## Begin

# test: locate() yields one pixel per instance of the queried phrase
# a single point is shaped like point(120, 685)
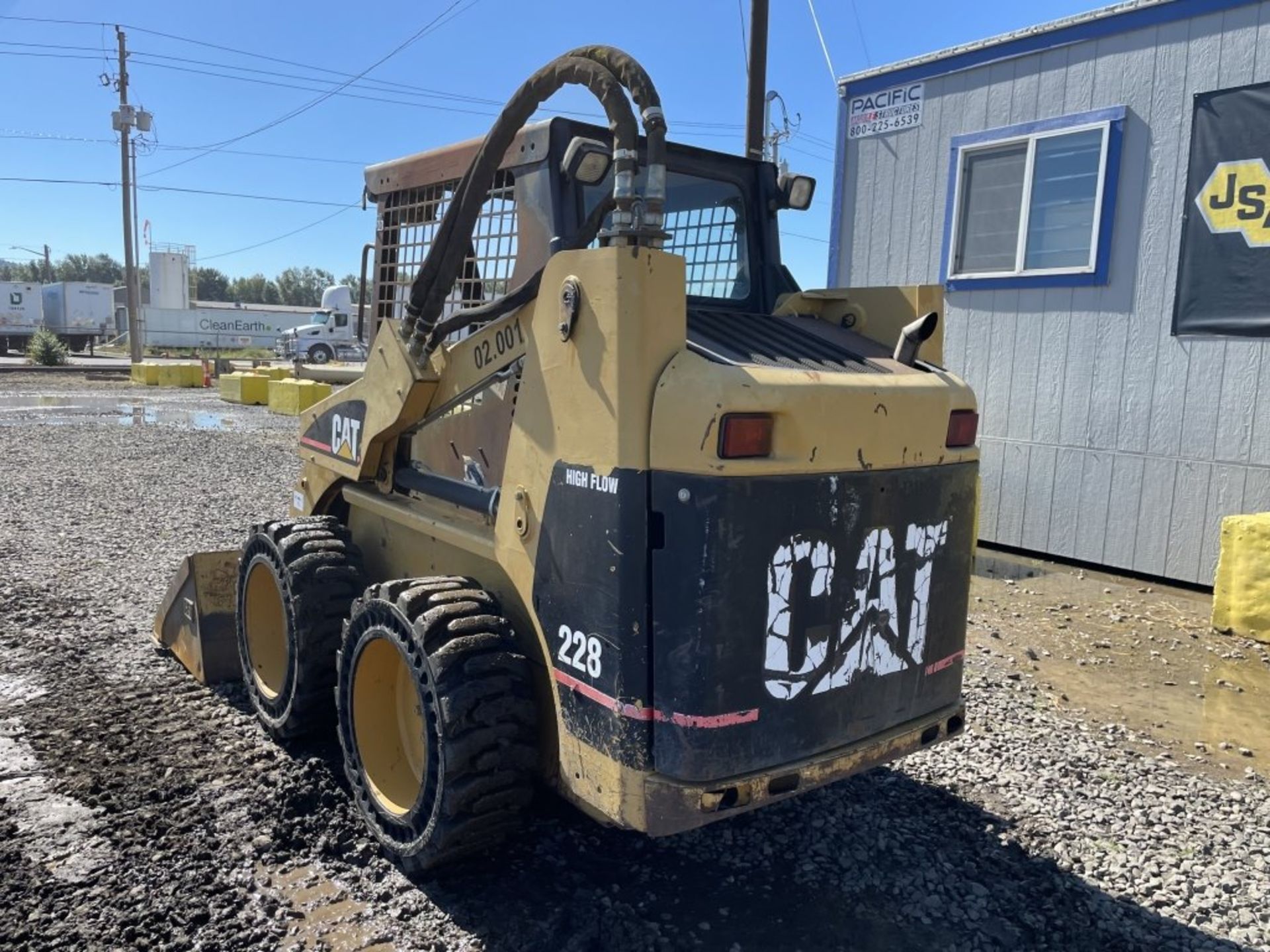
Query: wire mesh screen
point(712, 249)
point(409, 222)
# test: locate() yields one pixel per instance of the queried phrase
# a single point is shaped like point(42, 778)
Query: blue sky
point(693, 48)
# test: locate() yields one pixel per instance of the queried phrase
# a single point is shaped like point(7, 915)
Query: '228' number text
point(581, 651)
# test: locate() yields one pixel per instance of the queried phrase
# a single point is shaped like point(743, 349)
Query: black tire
point(476, 705)
point(316, 571)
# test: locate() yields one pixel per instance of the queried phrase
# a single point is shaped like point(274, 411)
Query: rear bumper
point(675, 807)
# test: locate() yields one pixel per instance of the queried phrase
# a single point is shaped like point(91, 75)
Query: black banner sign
point(1223, 272)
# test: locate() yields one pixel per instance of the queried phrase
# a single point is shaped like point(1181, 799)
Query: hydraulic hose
point(440, 270)
point(635, 79)
point(524, 292)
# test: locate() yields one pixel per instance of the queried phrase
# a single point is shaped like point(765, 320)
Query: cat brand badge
point(338, 432)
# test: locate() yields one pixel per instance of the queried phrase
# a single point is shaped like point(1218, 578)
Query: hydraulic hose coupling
point(654, 190)
point(625, 165)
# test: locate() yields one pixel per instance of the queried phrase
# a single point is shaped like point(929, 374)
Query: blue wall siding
point(1104, 438)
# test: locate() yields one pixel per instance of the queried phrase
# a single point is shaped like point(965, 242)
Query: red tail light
point(745, 436)
point(963, 428)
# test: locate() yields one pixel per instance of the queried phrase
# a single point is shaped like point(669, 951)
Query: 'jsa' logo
point(1235, 200)
point(345, 437)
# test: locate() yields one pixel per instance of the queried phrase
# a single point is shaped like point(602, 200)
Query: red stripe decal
point(945, 662)
point(650, 714)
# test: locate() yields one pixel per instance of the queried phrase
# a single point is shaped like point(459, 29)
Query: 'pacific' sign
point(886, 111)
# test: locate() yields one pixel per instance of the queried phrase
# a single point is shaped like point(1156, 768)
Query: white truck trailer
point(22, 314)
point(79, 311)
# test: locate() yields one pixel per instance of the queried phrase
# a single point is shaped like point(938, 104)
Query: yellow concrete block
point(1241, 590)
point(244, 389)
point(294, 397)
point(171, 375)
point(192, 374)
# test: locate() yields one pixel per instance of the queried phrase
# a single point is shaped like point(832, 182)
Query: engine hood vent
point(765, 340)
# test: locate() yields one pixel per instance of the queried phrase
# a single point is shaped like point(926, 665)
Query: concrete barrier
point(155, 374)
point(294, 397)
point(1241, 590)
point(244, 389)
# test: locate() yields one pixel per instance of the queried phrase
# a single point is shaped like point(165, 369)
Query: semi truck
point(333, 333)
point(22, 314)
point(78, 311)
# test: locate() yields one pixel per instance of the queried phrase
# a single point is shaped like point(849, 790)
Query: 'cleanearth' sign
point(886, 111)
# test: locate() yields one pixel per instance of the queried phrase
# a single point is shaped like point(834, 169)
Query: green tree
point(302, 287)
point(99, 268)
point(211, 285)
point(255, 290)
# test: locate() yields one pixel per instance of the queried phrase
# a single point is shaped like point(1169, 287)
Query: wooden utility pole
point(756, 93)
point(130, 266)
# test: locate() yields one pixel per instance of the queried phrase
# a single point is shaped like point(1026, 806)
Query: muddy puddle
point(320, 912)
point(22, 411)
point(1134, 654)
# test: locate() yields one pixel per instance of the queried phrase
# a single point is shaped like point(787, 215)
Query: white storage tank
point(21, 314)
point(169, 280)
point(78, 310)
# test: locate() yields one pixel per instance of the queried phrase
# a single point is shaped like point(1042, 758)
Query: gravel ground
point(139, 810)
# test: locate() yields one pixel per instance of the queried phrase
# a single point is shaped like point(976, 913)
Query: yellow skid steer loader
point(615, 507)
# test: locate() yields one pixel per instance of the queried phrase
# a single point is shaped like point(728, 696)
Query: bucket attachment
point(196, 619)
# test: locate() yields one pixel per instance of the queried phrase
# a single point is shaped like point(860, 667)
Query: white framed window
point(1033, 204)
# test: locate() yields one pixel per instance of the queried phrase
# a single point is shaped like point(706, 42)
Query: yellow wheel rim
point(388, 727)
point(266, 623)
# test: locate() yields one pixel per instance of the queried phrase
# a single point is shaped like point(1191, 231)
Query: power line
point(175, 188)
point(278, 238)
point(329, 93)
point(435, 23)
point(861, 30)
point(810, 155)
point(794, 234)
point(816, 22)
point(376, 85)
point(46, 19)
point(355, 80)
point(165, 146)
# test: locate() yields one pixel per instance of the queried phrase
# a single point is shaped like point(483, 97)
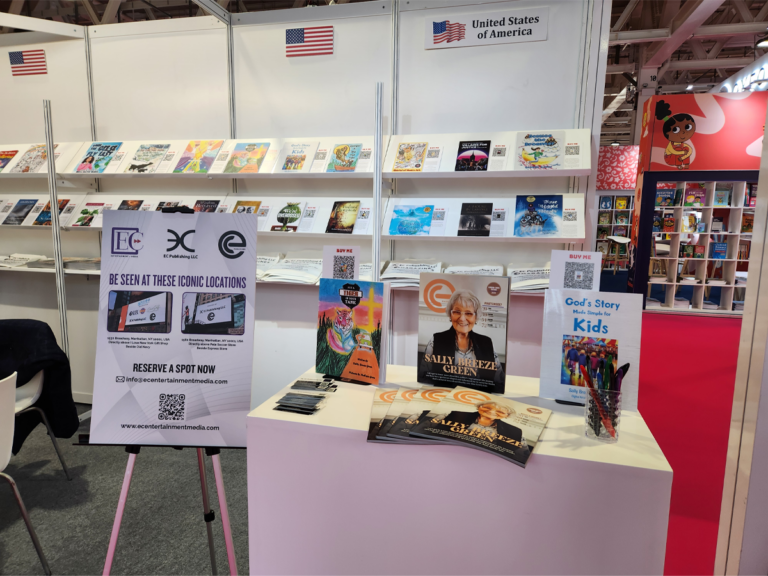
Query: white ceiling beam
point(691, 16)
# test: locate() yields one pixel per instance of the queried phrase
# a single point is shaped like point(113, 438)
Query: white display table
point(322, 500)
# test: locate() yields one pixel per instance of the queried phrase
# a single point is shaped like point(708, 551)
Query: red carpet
point(688, 368)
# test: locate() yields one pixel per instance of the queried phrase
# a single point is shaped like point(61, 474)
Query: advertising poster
point(596, 333)
point(174, 348)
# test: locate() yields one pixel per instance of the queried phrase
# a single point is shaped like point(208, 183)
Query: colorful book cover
point(206, 205)
point(198, 157)
point(6, 156)
point(344, 158)
point(410, 156)
point(98, 157)
point(247, 158)
point(147, 158)
point(411, 220)
point(459, 313)
point(473, 156)
point(538, 215)
point(475, 219)
point(247, 206)
point(349, 333)
point(288, 217)
point(44, 218)
point(540, 150)
point(343, 217)
point(130, 204)
point(88, 213)
point(19, 212)
point(32, 160)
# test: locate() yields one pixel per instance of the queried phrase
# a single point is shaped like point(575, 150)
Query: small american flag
point(28, 62)
point(309, 41)
point(447, 32)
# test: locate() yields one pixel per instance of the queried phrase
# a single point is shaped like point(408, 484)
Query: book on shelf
point(493, 424)
point(723, 194)
point(351, 330)
point(665, 197)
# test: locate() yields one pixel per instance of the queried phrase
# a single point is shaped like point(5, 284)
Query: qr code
point(344, 267)
point(171, 407)
point(578, 275)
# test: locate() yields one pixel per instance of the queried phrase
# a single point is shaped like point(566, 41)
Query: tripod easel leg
point(214, 454)
point(208, 514)
point(132, 452)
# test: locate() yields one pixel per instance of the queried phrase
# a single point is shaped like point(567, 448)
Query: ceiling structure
point(655, 46)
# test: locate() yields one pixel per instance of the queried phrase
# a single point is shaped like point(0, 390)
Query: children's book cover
point(246, 158)
point(475, 219)
point(288, 217)
point(32, 160)
point(540, 150)
point(147, 158)
point(344, 158)
point(19, 212)
point(349, 322)
point(410, 156)
point(538, 215)
point(343, 217)
point(44, 218)
point(198, 157)
point(6, 156)
point(473, 156)
point(410, 220)
point(98, 157)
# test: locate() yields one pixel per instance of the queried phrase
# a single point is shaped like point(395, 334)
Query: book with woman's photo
point(491, 423)
point(463, 331)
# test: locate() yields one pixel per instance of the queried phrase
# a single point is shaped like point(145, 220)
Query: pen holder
point(602, 415)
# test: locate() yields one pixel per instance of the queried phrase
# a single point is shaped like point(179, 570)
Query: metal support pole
point(61, 295)
point(377, 181)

## End

* Exercise aim
Could you copy out every item above word for word, leaving out the pictures?

* Complete output
# test: locate() yields one pixel per instance of the queried phrase
# a single point is shaped like point(120, 685)
Query: wire mesh screen
point(712, 249)
point(409, 222)
# test: locate() yields one pixel per instance of the queried phrase
# a single point is shaped like point(42, 778)
Query: blue sky
point(693, 48)
# test: locate() yields one pixel per instance of the queried phrase
# a single point is shaped like point(7, 915)
Query: '228' number text
point(581, 651)
# test: locate() yields one pixel per instance of the queried phrase
# a single point is shaped like point(743, 349)
Query: black tire
point(476, 705)
point(316, 571)
# test: locate() yields one pixel per instance of the queried phrase
# a single point is shaped like point(274, 411)
Query: rear bumper
point(675, 807)
# test: locate() yields one pixel per instance of the queried phrase
# a single point is shaped like point(91, 75)
Query: black banner sign
point(1223, 272)
# test: locate() yields one pixel per instance of the queried phrase
# a single point is shaped like point(1181, 799)
Query: hydraulic hose
point(440, 270)
point(635, 79)
point(524, 292)
# test: locate() yields one pixel per instance of the queried phrase
# a single point is shaped like point(765, 320)
Query: cat brand badge
point(338, 432)
# test: locate() yields one pixel per instance of the queried phrase
# a single point is shaped like point(1218, 578)
Query: hydraulic hose coupling
point(654, 190)
point(625, 165)
# test: locate() yields one pixel per instance of the queried phrase
# a single point is shaped like point(929, 374)
Query: blue wall siding
point(1104, 438)
# test: locate() yields one pixel per instance of the queried phrase
# a single point is shaped like point(965, 242)
Query: red tail light
point(745, 436)
point(963, 428)
# test: locate() yields one pixel per instance of the queried phrase
# a single point is shaped like point(669, 951)
Query: 'jsa' logo
point(1235, 200)
point(345, 437)
# test: locate() yields one pixel per instance of the queried phrase
# a single point is shaped like point(602, 200)
Query: red stripe decal
point(945, 662)
point(650, 714)
# test: locate() yields one pixel per instance of the queried phrase
# a single point is shaped like point(459, 29)
Query: 'pacific' sign
point(886, 111)
# test: locate() yields one pixel per instance of the queried phrase
# a single point is shaped like point(1156, 768)
Query: white truck trailer
point(22, 314)
point(79, 311)
# test: locate() yields one pixel per instance of the queried phrase
# a single point is shaped like point(938, 104)
Query: yellow concrete block
point(1241, 590)
point(244, 389)
point(294, 397)
point(171, 375)
point(192, 374)
# test: locate() yields one pixel per instance of the queried phrase
# a single point is shaped like point(832, 182)
Query: engine hood vent
point(765, 340)
# test: locate() yields one pixel per instance of the queried phrase
# a single point is shaped like point(926, 665)
Query: concrete barrier
point(155, 374)
point(294, 397)
point(1241, 590)
point(244, 389)
# test: locate() yields one pixel per instance of the queried phrase
# a single point is shaped like point(165, 369)
Query: semi truck
point(333, 333)
point(22, 314)
point(78, 311)
# test: locate() yields one pixel per instance of the queried phrase
# a single point is shaped like point(849, 790)
Query: 'cleanearth' sign
point(886, 111)
# test: locate() yields one pixel per instance of the queried phrase
# a single point is shaped like point(834, 169)
Query: green tree
point(302, 287)
point(99, 268)
point(211, 285)
point(255, 290)
# test: locate() yields one pixel per instance of the queried phrase
# a single point is shaped like point(1169, 287)
Query: wooden utility pole
point(756, 93)
point(130, 266)
# test: locate() yields one pixel per instance of the queried phrase
# a single point is shaped like point(1026, 806)
Query: muddy puddle
point(320, 912)
point(22, 411)
point(1134, 654)
# test: locate() yields one pixel per instance of the queried phrase
# a single point is shaped like point(787, 215)
Query: white storage tank
point(21, 314)
point(169, 280)
point(78, 310)
# test: locate() yields one pixel per instance of the queried phrase
# a single point is shaped like point(1042, 758)
Query: gravel ground
point(139, 810)
# test: locate() yields one pixel per instance of the queried phrase
# a single point is shaped like point(976, 913)
Query: yellow skid steer loader
point(615, 507)
# test: locate() yields one pixel per instance of the queried phrase
# a single point is shaped like point(728, 696)
Query: bucket attachment
point(196, 619)
# test: locate() yields one pixel per instance of the queried phrase
# a single point is shaped like point(860, 667)
Query: white framed window
point(1033, 204)
# test: locate() yields one pixel per instance of the queried phrase
# a single point is shaped like point(706, 42)
Query: yellow wheel rim
point(388, 727)
point(266, 623)
# test: locate() yields one pixel per instance of the queried phrase
# a single point is shaped like point(1191, 231)
Query: power line
point(175, 188)
point(278, 238)
point(329, 93)
point(435, 23)
point(861, 30)
point(810, 155)
point(794, 234)
point(816, 22)
point(376, 85)
point(46, 19)
point(355, 80)
point(165, 146)
# test: locate() yields one pixel per instance of the queried phrase
# a single point is shaped like point(483, 97)
Query: white ceiling beam
point(691, 16)
# test: locate() yields one pixel per instance of the queried phrase
# a single point is shaped like point(113, 438)
Query: white display table
point(322, 500)
# test: locate() yields one pixel per instance of the queried phrase
# a single point is shaped like point(708, 551)
Query: red carpet
point(688, 368)
# test: locate() yields one pixel per instance of the queried phrase
# a single point is shaped like point(61, 474)
Query: advertising poster
point(596, 333)
point(174, 348)
# test: locate() yields one pixel per instance of the queried phrase
# a single point is shaped like point(208, 183)
Query: colorful book cover
point(206, 205)
point(198, 157)
point(6, 156)
point(344, 158)
point(410, 156)
point(98, 157)
point(247, 158)
point(147, 158)
point(411, 220)
point(459, 313)
point(473, 156)
point(538, 215)
point(475, 219)
point(247, 206)
point(349, 333)
point(288, 217)
point(44, 218)
point(540, 150)
point(343, 217)
point(130, 204)
point(88, 213)
point(19, 212)
point(32, 160)
# test: locate() yields one pixel per instance of the queried phrase
# a single point is shaped like point(575, 150)
Query: small american flag
point(28, 62)
point(309, 41)
point(447, 32)
# test: locate() yields one pixel per instance of the queried phrase
# a single point is shaped like point(408, 484)
Query: book on shelf
point(493, 424)
point(723, 194)
point(351, 330)
point(665, 197)
# test: locate() yields one pixel per instance of the queried phrase
# a single point is shaped like point(5, 284)
Query: qr code
point(344, 267)
point(171, 407)
point(578, 275)
# test: locate() yields one pixel per instance of the queried phrase
# a single point is shaped like point(566, 41)
Query: tripod easel leg
point(214, 454)
point(208, 514)
point(132, 452)
# test: locate() yields one pixel per instance of the queried phrase
# a single point is shaped like point(567, 448)
Query: ceiling structure
point(655, 46)
# test: locate() yields one pixel per instance of the queried phrase
# a single point is shaped like point(0, 390)
Query: children's book cover
point(246, 158)
point(475, 219)
point(288, 217)
point(32, 160)
point(540, 150)
point(147, 158)
point(344, 158)
point(19, 212)
point(349, 322)
point(410, 156)
point(538, 215)
point(343, 217)
point(44, 218)
point(198, 157)
point(6, 156)
point(473, 156)
point(410, 220)
point(98, 157)
# test: locate() yields one pixel per instance of the queried phrase
# a single point is shaped like point(395, 334)
Query: book with woman's photo
point(491, 423)
point(463, 331)
# test: locate() yields one pixel per instance of the queried phrase
# a single point is shaped like point(145, 220)
Query: pen holder
point(602, 415)
# test: locate() yields one pixel per instance of the queried phrase
# a single point is shaped like point(179, 570)
Query: metal support pole
point(61, 295)
point(377, 181)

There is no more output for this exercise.